Job
Take the line that contains "Q: Identify a point on each instance of the child's face" as the first line and the final line of the records as the last; return exactly those lines and the lines between.

Dataset rows

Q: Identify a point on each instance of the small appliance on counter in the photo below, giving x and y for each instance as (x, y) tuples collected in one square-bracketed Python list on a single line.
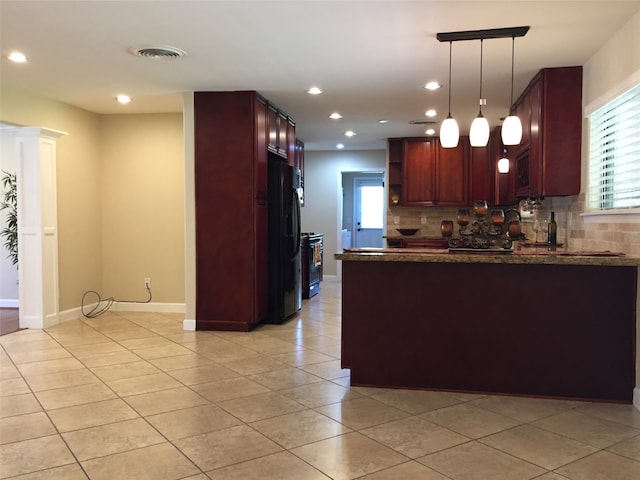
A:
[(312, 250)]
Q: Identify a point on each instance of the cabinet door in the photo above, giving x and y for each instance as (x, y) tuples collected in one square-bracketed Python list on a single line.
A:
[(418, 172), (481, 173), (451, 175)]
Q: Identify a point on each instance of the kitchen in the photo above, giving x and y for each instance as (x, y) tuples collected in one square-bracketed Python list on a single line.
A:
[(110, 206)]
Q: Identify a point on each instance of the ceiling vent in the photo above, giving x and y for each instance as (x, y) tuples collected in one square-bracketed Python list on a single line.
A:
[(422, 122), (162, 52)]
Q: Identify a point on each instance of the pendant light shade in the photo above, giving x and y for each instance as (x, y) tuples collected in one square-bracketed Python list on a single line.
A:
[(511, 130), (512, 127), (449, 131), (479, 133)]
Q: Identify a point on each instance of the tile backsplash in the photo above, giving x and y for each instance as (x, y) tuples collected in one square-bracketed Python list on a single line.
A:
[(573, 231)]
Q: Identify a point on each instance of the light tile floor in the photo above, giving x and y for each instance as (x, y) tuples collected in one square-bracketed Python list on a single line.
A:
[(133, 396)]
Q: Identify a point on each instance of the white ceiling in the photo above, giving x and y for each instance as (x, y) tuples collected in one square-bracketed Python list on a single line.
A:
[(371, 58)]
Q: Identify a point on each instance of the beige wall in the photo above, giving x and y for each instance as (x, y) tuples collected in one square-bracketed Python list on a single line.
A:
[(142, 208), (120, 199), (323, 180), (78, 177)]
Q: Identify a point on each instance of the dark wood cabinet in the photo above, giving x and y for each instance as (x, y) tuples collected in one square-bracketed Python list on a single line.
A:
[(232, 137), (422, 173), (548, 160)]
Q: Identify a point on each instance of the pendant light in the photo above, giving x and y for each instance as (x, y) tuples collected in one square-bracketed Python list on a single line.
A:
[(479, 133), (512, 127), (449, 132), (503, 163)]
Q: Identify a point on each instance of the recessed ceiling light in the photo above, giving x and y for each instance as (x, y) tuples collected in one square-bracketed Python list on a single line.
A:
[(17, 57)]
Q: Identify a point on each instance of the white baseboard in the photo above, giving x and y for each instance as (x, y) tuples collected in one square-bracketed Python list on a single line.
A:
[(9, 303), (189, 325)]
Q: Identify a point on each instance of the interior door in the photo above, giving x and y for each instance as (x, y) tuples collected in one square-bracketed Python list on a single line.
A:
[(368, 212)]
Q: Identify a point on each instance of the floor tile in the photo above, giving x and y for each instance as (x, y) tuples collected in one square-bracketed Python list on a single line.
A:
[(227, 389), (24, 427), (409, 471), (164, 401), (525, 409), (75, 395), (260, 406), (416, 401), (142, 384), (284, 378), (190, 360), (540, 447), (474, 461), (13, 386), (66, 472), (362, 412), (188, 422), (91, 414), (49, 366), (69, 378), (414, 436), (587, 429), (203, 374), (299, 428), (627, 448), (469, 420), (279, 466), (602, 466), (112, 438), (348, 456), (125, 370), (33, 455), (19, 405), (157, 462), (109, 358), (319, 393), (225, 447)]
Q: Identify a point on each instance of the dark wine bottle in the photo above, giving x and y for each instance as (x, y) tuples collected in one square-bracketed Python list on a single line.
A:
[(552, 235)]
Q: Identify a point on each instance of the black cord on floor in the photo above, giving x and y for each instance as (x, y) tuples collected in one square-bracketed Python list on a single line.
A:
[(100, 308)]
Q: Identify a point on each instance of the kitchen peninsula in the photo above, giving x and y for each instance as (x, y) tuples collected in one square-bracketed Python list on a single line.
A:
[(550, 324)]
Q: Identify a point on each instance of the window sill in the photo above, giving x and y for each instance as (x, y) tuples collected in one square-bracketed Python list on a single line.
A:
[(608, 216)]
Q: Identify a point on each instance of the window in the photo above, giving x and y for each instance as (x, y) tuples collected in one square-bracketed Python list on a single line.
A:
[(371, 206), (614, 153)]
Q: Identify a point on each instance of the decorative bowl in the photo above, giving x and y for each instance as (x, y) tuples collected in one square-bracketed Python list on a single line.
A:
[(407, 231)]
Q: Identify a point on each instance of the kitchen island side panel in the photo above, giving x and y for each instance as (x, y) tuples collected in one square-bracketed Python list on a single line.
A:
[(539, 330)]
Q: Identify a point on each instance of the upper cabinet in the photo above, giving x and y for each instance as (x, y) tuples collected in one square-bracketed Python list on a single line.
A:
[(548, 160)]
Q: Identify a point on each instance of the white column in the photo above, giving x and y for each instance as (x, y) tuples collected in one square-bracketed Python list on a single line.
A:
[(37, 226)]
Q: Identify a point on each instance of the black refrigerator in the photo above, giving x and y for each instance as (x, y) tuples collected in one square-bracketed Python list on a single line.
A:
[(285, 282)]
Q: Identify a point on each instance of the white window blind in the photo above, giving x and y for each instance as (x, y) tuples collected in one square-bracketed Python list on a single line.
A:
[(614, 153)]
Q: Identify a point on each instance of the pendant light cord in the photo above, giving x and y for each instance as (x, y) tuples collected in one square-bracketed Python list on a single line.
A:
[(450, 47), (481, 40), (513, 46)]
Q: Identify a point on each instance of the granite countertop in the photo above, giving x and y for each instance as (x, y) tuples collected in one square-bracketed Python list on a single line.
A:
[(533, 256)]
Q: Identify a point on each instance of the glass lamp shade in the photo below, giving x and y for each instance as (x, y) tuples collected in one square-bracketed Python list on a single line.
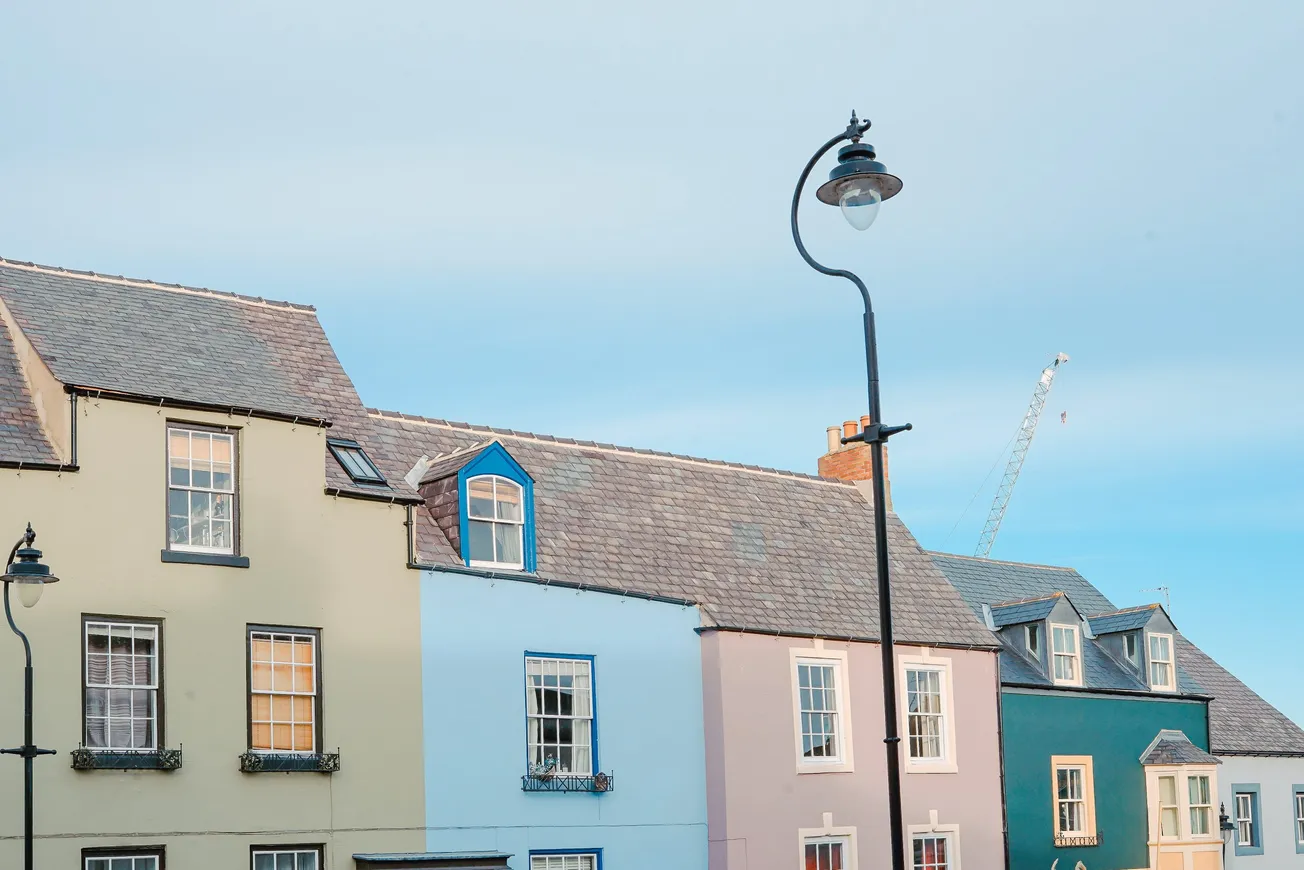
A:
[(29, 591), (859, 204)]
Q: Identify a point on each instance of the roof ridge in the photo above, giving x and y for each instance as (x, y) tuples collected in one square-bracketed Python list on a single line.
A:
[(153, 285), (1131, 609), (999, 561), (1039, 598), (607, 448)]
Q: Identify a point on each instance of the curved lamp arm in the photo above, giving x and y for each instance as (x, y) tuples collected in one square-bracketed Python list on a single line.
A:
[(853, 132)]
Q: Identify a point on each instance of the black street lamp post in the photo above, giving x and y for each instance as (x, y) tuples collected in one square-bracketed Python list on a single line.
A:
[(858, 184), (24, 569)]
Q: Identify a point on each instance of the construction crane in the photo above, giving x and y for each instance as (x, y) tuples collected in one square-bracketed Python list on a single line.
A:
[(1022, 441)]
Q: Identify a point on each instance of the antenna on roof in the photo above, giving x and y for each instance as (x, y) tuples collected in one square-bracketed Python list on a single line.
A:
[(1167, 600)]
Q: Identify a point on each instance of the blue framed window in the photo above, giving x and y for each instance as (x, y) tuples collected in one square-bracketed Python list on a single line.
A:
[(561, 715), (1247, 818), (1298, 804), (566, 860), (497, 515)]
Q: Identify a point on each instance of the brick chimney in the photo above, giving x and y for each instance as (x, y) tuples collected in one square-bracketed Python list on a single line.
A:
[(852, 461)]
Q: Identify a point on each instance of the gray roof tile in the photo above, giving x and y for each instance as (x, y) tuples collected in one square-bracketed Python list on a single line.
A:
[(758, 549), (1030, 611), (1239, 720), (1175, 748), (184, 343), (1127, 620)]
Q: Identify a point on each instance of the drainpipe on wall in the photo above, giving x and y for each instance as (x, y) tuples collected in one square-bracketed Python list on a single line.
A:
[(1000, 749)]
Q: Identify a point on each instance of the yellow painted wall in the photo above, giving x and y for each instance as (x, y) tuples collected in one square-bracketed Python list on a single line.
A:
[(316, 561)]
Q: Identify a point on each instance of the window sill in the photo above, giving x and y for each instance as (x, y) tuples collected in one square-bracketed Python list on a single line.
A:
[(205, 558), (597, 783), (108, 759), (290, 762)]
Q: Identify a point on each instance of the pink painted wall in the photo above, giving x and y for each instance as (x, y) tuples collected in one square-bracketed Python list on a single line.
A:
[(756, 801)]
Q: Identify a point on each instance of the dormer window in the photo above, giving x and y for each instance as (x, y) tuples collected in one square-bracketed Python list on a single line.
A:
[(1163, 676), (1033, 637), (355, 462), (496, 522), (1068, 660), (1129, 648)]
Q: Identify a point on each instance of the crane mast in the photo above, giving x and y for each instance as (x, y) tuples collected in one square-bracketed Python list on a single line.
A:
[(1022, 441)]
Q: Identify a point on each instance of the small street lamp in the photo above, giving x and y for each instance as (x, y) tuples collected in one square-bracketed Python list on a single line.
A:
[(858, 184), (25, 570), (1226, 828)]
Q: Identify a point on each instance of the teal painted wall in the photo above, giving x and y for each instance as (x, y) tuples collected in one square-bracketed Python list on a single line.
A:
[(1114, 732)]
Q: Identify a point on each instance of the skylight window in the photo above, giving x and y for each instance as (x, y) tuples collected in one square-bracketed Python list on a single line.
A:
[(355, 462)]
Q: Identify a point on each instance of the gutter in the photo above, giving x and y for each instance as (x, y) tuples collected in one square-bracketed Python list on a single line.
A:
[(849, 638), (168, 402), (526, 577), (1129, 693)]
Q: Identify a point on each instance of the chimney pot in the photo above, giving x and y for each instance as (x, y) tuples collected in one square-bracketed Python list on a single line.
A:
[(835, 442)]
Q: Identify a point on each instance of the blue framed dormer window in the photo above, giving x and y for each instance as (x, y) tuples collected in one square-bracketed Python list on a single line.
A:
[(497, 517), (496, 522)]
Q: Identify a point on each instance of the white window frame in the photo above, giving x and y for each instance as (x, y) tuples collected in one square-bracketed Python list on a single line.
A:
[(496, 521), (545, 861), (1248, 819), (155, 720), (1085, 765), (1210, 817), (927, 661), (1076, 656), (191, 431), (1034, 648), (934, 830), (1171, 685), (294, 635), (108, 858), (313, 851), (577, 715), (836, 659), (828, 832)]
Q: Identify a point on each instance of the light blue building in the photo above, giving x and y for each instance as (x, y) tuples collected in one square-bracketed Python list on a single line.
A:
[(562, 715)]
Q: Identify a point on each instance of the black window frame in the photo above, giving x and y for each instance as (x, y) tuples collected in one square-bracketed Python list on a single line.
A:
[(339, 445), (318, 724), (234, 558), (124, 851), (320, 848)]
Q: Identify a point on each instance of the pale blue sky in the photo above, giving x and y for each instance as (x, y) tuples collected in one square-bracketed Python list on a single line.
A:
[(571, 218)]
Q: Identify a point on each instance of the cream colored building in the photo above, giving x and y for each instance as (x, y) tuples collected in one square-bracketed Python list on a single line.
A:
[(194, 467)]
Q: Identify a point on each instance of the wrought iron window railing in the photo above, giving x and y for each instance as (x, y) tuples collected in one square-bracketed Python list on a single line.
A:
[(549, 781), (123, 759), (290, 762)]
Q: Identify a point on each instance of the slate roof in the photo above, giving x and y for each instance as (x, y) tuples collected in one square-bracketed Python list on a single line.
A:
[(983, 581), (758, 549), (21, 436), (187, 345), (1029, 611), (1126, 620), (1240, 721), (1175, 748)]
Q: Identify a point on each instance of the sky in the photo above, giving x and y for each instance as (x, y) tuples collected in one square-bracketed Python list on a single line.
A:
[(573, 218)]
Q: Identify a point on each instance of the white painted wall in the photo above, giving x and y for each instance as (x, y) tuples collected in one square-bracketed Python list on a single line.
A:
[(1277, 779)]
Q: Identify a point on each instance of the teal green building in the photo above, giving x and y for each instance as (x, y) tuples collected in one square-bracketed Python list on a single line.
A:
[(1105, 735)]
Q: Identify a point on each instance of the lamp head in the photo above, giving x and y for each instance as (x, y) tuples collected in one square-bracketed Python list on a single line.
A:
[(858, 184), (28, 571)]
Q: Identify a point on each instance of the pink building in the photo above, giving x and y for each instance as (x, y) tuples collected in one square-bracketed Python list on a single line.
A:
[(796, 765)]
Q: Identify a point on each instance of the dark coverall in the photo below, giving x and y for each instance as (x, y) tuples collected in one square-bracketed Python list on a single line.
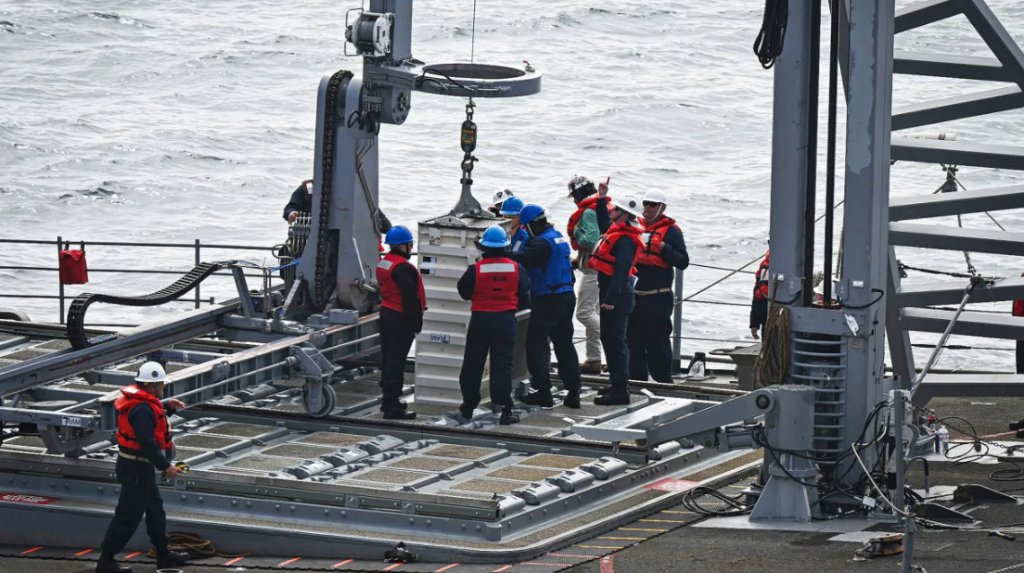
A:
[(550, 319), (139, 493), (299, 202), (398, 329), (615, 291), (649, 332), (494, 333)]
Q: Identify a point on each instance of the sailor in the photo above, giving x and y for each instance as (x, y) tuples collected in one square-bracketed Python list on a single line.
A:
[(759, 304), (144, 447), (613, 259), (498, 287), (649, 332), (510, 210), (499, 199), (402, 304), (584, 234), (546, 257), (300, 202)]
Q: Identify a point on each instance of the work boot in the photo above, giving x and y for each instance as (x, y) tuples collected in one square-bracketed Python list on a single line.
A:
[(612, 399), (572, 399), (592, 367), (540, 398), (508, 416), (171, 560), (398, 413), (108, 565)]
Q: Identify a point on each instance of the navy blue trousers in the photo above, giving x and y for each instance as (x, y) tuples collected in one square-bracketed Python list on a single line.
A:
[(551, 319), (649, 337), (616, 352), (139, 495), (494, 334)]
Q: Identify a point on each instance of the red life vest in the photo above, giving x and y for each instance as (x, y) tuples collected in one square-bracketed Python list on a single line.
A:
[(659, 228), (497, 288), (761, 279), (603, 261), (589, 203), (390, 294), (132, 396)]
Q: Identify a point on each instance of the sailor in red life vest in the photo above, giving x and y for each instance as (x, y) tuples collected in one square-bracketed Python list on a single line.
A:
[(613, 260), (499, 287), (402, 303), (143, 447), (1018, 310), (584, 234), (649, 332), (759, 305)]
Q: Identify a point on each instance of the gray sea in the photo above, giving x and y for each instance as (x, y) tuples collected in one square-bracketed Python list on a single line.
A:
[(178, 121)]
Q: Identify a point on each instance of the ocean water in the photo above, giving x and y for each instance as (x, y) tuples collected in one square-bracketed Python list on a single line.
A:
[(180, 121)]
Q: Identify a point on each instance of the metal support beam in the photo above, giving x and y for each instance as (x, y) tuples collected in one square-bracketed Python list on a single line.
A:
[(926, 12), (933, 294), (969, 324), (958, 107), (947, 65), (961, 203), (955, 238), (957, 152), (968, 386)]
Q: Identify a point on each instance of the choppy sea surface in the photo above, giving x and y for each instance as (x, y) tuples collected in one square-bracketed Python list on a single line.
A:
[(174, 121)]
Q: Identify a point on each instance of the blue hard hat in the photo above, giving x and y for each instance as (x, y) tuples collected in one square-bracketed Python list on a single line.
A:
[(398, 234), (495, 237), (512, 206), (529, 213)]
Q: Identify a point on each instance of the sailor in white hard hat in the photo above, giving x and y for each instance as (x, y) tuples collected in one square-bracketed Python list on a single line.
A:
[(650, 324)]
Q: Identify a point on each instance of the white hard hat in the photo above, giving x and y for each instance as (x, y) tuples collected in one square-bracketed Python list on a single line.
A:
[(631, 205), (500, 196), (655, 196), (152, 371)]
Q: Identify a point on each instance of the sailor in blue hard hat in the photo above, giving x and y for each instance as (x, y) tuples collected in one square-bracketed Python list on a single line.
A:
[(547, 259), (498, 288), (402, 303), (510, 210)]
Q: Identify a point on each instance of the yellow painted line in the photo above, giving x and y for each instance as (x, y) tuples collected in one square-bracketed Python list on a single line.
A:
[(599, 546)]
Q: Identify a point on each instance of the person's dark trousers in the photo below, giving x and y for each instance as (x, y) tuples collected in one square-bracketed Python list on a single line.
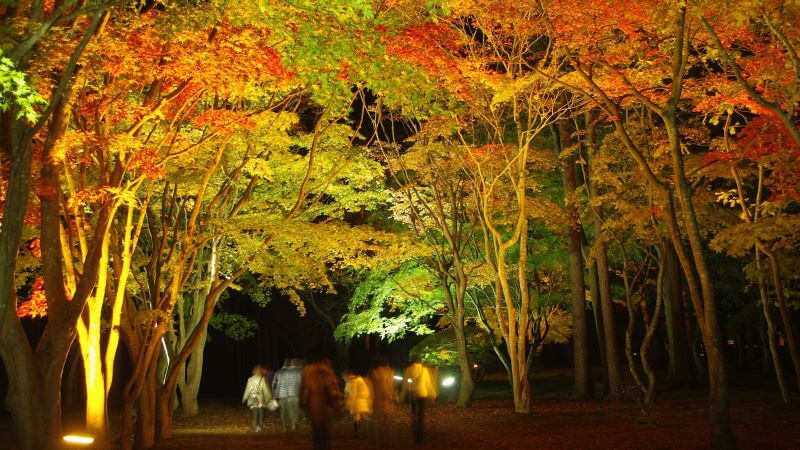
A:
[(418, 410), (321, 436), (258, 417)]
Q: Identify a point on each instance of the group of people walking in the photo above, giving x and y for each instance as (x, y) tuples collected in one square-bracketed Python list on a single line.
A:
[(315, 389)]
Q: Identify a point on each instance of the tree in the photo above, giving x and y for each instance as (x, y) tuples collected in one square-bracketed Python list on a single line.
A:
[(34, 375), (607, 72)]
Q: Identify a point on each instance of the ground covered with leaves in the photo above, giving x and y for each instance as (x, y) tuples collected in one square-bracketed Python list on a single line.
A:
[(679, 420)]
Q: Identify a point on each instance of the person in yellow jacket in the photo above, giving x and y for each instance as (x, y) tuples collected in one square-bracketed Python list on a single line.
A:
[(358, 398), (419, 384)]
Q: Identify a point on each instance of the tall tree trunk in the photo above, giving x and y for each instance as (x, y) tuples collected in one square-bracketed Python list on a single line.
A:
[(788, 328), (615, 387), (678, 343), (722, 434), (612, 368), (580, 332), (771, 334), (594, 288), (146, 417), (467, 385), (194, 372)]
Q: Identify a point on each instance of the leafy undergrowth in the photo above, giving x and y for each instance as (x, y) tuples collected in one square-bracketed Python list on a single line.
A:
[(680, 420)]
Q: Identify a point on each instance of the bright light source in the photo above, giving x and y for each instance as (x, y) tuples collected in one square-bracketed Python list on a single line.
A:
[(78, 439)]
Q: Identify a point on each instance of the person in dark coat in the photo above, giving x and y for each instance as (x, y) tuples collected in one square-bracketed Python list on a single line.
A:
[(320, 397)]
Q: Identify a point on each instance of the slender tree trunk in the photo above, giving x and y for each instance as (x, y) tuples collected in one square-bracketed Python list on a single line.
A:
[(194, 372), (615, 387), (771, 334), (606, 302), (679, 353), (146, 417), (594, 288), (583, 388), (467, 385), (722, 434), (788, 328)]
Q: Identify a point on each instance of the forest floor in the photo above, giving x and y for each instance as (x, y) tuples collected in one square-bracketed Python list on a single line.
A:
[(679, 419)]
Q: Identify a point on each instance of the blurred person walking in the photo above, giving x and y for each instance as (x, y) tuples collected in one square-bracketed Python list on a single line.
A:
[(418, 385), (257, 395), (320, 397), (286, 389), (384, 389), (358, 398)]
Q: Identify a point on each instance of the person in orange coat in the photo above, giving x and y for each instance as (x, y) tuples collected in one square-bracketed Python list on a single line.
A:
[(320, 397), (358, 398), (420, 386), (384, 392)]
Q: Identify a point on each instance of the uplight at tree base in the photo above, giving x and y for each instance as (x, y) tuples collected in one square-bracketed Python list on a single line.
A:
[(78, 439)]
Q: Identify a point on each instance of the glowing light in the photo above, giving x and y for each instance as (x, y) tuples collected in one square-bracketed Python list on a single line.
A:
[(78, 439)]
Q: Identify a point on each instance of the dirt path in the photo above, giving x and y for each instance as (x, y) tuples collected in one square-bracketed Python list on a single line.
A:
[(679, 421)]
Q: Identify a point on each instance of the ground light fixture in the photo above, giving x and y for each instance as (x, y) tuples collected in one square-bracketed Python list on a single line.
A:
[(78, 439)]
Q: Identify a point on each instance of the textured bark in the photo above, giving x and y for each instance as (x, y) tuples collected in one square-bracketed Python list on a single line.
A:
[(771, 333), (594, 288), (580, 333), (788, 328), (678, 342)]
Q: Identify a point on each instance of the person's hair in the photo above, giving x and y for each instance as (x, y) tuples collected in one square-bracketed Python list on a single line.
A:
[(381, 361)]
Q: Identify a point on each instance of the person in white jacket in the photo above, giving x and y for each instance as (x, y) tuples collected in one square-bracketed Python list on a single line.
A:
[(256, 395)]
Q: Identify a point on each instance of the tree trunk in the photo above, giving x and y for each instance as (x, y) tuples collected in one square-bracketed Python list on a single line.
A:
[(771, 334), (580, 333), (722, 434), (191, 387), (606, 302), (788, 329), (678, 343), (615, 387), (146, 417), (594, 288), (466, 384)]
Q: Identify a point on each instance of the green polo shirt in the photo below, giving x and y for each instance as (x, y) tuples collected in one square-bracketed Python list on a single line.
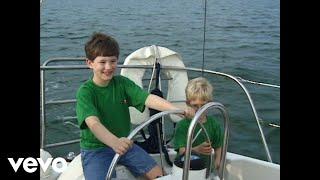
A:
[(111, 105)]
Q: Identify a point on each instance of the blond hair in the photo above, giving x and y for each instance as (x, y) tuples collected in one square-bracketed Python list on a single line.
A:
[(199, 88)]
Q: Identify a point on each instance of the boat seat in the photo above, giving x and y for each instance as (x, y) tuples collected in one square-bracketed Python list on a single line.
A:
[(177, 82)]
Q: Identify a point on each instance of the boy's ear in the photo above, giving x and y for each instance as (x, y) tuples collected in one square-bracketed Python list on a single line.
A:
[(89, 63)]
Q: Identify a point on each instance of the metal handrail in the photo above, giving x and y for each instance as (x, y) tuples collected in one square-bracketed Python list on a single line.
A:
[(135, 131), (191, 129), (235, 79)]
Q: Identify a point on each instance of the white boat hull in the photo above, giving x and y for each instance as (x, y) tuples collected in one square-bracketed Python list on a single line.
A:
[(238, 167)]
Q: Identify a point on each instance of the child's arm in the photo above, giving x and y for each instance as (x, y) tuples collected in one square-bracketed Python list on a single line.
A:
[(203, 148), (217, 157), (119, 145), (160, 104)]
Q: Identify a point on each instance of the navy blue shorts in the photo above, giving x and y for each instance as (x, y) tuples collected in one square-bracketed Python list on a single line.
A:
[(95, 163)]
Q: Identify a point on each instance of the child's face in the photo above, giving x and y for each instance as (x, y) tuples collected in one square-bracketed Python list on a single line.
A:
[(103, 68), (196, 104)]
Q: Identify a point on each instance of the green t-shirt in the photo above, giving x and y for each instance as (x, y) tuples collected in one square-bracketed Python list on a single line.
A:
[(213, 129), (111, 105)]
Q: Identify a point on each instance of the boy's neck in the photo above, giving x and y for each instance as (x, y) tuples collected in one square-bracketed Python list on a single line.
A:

Exercise result
Q: Identify a point on each instance of the child's face in the photo above, giving x and y for each instance as (x, y) tuples collected in one square-bracketed Python list on a single line.
A:
[(103, 68), (196, 104)]
Q: Identify a point on each instance of the green t-shirt in the photo above, giving x and y for each instance as (x, y) tuples collected in one square-bracketed Python list on a single line.
A:
[(213, 129), (111, 105)]
Q: Identify a point on each instance of the boy's neck in the photo above, giving x and y for each instance as (x, y) tuples collected in one square-bracketed Python list on a single line.
A:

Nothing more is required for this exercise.